__PASSAGE TO READ__.
....
Currently, the CRISPR/CAS9 technology plays a role, which is also referred to as the „gene scissors“. With this revolutionary and certainly soon Nobel Prize-winning process that was developed by Zhang and Charpentier, it is possible to change the genetic material and, therewith, the properties of plants and other living things faster, more precisely and, thus, more cost-effectively than before.

Specifically, CRISPR can target genes that are responsible for certain characteristics of a plant. The gene strand is cut at the appropriate location and then reassembled by the cell’s own repair system. Since the repair is not always perfect, the gene may be changed, for example, switched off. New genes can also be inserted at that location.

The most interesting aspect of this procedure is that CRISPR leaves no traces in the genome other than the cuts. Therefore, the artificially induced „mutations“ can subsequently not be distinguished from those that arose naturally.

That is why critics of gene technology are afraid that the market will shortly be flooded with genetically modified plants that can no longer be identified as made by human intervention thanks to CRISPR and which for this reason need not be tested, approved or marked accordingly.

For further discussion, therefore, a judgment of the European Court of Justice (ECJ) is of particular importance, which is expected in the coming months and will have a central question on the subject: Are the cases in question genetically modified organisms (GMOs) that fall under the strict requirements of European genetic engineering law?

Or are CRISPR products not GMOs because they are indistinguishable from plants that are naturally grown or produced using conventional breeding methods?
The decision has far-reaching consequences because in the first case, the organisms would have to go through a strict authorization procedure and be labeled, otherwise, they could be put on the market without special testing and labeling.

The scientific view is not burdened by political motives. Ralf Wilhelm, head of the Institute for the Safety of Biotechnological Methods in Plants at the Julius-Kühn-Institut, explained that CRISPR represents a special opportunity to achieve breeding goals such as disease and pest resistance or increased resistance to moisture or dryness much faster and cheaper than ever. However, he also admits that especially in case of incorporation of foreign genes, a comprehensive safety examination of the resulting products is unavoidable.

With regard to a legal assessment of the proceedings, however, Wilhelm keeps a low profile. „From a scientific point of view, we would not see any sense in legally valuing two organisms that are completely alike differently.“ However, it must be decided case by case and consider the nature of the respective change.

The ECJ’s Advocate General, Michal Bobek, delivered an opinion on the legal evaluation of the proceedings in January this year. It states, inter alia, that organisms produced by CRISPR and similar processes should not be considered as genetically modified as long as the changes made could have been natural.

Experience has shown that the ECJ almost always follows the rapporteur’s vote. In the interest of the consumer, one would wish that the assessment of the facts would be made more differentiated.
....
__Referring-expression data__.
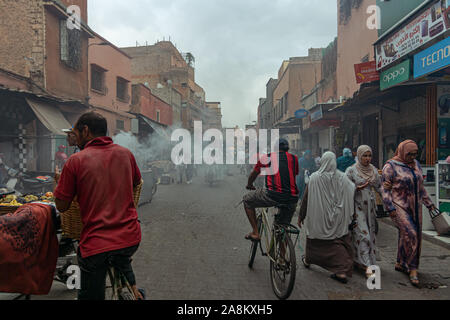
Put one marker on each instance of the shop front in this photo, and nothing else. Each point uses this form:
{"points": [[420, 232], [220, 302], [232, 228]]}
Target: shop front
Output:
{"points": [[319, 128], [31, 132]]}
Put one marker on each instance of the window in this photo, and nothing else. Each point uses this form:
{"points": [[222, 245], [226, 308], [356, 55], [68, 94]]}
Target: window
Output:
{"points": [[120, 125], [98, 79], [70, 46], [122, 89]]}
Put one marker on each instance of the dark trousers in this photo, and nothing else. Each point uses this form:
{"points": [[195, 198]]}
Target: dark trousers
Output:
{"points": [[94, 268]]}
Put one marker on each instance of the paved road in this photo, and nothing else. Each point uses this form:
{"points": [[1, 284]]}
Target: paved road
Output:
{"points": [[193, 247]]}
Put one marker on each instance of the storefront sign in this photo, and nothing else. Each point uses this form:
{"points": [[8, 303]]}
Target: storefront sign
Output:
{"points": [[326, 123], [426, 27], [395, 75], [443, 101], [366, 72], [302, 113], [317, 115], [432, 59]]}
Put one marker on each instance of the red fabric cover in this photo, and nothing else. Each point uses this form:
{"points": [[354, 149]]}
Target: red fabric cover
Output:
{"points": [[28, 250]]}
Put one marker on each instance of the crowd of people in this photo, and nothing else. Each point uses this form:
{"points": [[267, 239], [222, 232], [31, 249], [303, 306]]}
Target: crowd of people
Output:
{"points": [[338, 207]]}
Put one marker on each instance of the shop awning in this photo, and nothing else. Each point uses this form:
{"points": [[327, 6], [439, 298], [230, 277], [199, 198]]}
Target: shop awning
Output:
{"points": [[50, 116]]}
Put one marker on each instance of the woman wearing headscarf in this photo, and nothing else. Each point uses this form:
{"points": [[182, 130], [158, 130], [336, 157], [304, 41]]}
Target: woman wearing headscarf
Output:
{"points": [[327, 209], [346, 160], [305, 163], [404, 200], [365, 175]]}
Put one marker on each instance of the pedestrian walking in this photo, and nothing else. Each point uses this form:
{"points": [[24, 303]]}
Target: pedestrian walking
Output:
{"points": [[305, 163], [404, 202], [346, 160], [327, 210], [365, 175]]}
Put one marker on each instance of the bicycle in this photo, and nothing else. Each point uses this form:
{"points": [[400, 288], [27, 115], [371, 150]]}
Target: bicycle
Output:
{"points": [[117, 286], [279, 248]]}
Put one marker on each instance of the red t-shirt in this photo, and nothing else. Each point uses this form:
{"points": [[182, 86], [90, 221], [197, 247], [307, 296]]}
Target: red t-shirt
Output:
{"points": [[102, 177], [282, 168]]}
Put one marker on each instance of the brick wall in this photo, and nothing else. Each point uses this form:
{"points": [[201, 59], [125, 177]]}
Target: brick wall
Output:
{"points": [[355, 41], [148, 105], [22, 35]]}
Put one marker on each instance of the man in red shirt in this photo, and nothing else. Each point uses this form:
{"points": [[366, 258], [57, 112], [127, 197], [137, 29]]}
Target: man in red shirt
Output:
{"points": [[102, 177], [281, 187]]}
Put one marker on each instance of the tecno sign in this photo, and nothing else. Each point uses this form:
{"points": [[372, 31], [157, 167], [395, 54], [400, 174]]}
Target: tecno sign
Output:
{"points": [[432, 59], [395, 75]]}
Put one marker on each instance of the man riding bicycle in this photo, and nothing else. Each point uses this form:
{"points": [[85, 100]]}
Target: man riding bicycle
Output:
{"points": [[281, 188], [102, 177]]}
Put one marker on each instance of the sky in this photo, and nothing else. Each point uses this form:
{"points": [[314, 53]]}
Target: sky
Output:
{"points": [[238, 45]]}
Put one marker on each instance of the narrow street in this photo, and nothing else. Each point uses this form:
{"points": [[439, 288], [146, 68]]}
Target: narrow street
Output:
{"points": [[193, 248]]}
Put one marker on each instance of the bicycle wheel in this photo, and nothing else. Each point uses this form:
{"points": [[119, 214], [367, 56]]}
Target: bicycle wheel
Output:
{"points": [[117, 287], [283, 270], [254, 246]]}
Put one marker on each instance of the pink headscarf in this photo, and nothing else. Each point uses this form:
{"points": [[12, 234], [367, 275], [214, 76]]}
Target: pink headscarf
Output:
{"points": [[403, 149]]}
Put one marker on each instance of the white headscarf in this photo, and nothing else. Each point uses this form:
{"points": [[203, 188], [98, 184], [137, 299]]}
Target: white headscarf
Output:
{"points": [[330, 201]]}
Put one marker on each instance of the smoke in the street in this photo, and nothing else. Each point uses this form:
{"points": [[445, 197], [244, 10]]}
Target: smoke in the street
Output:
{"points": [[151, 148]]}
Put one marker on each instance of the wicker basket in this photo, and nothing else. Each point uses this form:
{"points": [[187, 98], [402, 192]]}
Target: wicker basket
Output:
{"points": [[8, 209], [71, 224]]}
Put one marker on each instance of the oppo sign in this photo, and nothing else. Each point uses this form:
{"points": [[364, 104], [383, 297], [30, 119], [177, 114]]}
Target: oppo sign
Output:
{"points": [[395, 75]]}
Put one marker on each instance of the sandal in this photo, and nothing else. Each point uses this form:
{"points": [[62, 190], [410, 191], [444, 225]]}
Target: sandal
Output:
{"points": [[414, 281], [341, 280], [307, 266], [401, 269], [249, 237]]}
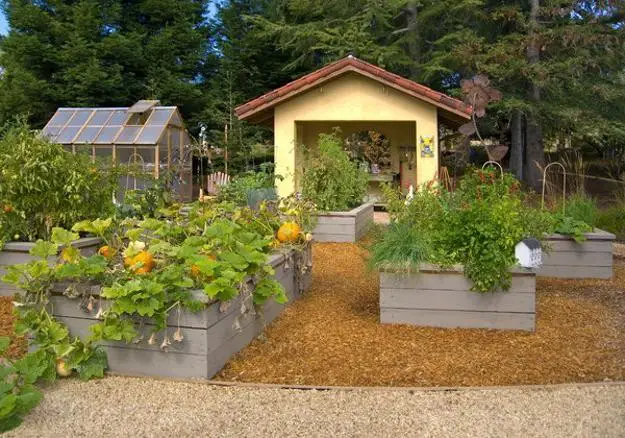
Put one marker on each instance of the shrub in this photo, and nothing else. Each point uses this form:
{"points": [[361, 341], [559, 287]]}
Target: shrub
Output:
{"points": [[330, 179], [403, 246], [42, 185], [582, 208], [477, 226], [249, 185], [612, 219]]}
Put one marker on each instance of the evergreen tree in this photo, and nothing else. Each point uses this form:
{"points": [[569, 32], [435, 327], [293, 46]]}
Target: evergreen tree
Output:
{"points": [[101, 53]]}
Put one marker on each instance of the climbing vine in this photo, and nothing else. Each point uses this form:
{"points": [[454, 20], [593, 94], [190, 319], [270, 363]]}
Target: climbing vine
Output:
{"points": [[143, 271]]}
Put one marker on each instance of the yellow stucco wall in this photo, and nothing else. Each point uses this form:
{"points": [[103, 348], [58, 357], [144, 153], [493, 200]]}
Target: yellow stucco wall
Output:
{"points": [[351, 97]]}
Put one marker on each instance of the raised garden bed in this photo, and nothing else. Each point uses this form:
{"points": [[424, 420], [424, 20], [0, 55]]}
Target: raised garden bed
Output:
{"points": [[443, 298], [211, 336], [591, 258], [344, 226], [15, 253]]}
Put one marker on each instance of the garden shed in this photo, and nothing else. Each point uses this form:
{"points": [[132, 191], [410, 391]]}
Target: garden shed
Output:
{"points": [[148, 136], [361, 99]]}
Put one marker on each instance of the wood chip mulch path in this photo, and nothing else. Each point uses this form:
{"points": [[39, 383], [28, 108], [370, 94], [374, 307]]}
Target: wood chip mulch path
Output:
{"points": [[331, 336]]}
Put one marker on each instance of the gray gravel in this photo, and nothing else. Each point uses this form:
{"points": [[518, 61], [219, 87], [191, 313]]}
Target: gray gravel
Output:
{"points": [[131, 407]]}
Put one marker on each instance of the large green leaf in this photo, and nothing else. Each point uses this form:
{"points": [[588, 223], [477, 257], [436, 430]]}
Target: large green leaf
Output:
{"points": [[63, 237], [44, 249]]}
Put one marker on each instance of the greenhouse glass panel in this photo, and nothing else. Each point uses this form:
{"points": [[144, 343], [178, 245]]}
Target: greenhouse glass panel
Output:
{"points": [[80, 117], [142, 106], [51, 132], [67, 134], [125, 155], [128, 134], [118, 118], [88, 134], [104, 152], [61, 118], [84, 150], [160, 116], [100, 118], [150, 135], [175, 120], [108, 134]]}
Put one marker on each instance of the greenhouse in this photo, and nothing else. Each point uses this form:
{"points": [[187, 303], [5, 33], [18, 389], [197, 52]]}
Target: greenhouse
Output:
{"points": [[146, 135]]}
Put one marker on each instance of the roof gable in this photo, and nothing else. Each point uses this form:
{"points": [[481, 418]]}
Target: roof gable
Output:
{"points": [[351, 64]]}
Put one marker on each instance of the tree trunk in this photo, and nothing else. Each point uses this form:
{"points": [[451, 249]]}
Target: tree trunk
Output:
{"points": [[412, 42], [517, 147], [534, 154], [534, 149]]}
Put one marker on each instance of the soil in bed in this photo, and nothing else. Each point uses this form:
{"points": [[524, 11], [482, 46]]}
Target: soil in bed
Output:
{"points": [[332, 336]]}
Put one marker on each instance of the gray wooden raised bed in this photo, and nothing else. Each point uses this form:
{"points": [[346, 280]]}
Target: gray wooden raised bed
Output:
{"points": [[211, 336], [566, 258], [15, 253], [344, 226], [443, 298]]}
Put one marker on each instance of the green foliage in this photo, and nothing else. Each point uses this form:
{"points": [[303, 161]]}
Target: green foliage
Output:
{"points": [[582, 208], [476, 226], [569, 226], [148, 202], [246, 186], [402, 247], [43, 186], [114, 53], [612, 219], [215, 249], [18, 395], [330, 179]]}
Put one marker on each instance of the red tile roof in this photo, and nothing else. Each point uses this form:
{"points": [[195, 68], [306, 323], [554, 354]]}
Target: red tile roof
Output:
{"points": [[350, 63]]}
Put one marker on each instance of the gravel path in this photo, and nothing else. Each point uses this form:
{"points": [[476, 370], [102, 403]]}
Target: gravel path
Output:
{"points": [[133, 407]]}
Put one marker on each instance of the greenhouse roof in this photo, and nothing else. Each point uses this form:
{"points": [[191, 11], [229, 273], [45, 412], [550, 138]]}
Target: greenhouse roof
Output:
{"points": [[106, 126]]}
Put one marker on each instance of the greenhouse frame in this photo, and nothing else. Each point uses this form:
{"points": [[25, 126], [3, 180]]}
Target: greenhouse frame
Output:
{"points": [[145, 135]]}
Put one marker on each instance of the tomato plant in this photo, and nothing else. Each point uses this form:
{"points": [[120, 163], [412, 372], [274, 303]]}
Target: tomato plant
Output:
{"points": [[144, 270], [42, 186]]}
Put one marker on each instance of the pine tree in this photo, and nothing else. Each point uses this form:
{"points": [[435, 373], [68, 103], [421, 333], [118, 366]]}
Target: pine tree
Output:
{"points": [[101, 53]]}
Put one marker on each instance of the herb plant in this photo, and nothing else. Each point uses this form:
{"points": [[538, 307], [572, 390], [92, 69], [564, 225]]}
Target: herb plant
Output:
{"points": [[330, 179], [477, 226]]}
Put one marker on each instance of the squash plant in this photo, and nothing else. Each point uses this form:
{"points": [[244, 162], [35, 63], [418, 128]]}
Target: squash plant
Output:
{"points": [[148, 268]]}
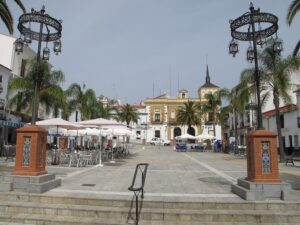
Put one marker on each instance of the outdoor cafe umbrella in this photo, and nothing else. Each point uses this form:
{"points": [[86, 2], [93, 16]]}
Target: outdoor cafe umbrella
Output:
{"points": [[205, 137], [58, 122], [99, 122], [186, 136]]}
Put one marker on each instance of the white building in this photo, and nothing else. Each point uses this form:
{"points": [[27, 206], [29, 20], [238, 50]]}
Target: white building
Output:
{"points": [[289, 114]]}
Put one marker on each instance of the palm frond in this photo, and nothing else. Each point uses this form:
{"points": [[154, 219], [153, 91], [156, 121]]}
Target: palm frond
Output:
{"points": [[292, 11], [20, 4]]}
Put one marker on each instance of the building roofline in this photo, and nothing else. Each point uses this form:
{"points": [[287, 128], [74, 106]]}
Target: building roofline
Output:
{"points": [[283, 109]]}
....
__TO DO__.
According to the passage on CRISPR gene editing, what reassembles the gene strand after it is cut?

__SOLUTION FOR THIS PROBLEM__.
The cell's own repair system reassembles it.